### [TASK OBJECTIVE]
Copy all the material that follows, keeping every character the same.
++++
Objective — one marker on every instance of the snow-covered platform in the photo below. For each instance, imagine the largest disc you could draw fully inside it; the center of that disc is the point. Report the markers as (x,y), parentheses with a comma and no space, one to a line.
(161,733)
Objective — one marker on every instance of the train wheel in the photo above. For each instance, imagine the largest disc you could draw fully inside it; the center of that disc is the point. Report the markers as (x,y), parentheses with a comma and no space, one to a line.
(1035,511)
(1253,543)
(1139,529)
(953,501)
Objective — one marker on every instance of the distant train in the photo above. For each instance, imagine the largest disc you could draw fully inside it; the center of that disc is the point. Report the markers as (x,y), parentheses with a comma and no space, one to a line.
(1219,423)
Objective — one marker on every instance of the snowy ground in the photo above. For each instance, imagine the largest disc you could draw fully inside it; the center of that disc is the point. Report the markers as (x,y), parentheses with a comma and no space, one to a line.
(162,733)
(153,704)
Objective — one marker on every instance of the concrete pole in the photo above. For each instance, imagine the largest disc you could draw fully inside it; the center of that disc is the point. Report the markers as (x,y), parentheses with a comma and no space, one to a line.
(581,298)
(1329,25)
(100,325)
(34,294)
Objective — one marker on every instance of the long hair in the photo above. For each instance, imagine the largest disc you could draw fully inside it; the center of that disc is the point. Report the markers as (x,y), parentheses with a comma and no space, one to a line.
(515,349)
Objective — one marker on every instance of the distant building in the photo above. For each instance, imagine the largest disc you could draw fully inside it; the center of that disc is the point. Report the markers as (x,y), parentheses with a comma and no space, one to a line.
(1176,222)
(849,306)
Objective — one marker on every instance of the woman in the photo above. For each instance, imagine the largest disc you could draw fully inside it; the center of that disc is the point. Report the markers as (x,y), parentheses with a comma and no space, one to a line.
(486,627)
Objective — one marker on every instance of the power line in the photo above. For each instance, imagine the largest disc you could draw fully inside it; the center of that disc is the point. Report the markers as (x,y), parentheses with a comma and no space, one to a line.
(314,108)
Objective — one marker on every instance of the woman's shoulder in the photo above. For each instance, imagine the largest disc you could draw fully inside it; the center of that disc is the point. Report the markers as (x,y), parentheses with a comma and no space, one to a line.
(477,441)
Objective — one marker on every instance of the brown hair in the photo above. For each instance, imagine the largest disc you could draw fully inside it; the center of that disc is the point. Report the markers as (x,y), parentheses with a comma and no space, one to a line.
++++
### [ANSWER TO THIS TASK]
Objective — one marker on every instance of the snow-covered platform in the photo below. For each instance, imagine the largest disc you could draw fully inside it; the center of that disc is the point. Report the markers as (x,y), parentheses with a comma and no space, one to a line.
(161,733)
Objective — one marker on every instance of the train wheel in the photo above. For each instance, imagine the largest disc you could draw fully inside it; the center of that disc is the point. Report the markers as (x,y), parentheses with a comma and no space, one to a line.
(1035,511)
(1253,543)
(1139,529)
(953,501)
Objective — one marker on every instance of the distant train in the photo above. For each instance, imagine the largest disc you could draw fully inside it; the center of that disc is the point. Report the markers as (x,y), parentheses with a comma and no space, one to a line.
(1219,423)
Objective — one marker on every instance of the snowy ground in the photo above. For each instance, imagine the largest disc you could draw fully inside it; the center of that disc is the point. Report the markers as (x,y), parentheses with a comma and no space, one to a line.
(162,733)
(153,704)
Objective — one marker on every instance of the concrete pole in the photo above. For each instance, imagine the largest disc you could draw fully inside it; the center of that disc is the point. Report the markers as (x,y), parentheses with a comma and no space, one to a line.
(581,298)
(1329,25)
(100,325)
(34,294)
Objective — one marker on every instance of the long hair in the photo above. For each instance, imagine the largest disc you could draw fully inside it; the center of that disc is the point. Report the markers as (x,y), parentheses with a comma and no space, one to a line.
(515,349)
Objective — one marker on every instance of the distant building in the photo above. For each instance, imagine the largest disc you could draw fully inside it; the center of that disc is the point. Report the markers as (x,y), parentheses with a comma and no space, one to a line.
(1176,222)
(849,306)
Objective — one marker on every instance of the woman in the photo above. For each instance, imagine the largest disc you could draw fully inside it; the center of that disc is the point. Report the markers as (x,y), parentheses with a comma and no space, one to a line.
(486,627)
Objective — one marker on every instance of the power line in the photo above. For each instance, imagine the largest disc you could draw fully inside it; the center of that disc is the point. Report the markers as (x,y), parentheses with a comma and no space, one to a line.
(314,108)
Objective — one marker on every instance of the woman's shoulder in the photo above. For each instance, imagine the largest disc you could draw fully inside it; the center of that disc is the point. Report the markers as (x,y), parentheses with a comma and no space, one to a line.
(477,441)
Objective — one marker on every instance of the brown hair in the photo above. For each instance, imagine the largest disc you could draw fully inside it; the center of that disc is the point. Report the markers as (x,y), parentheses with a comma and no space, one to a line.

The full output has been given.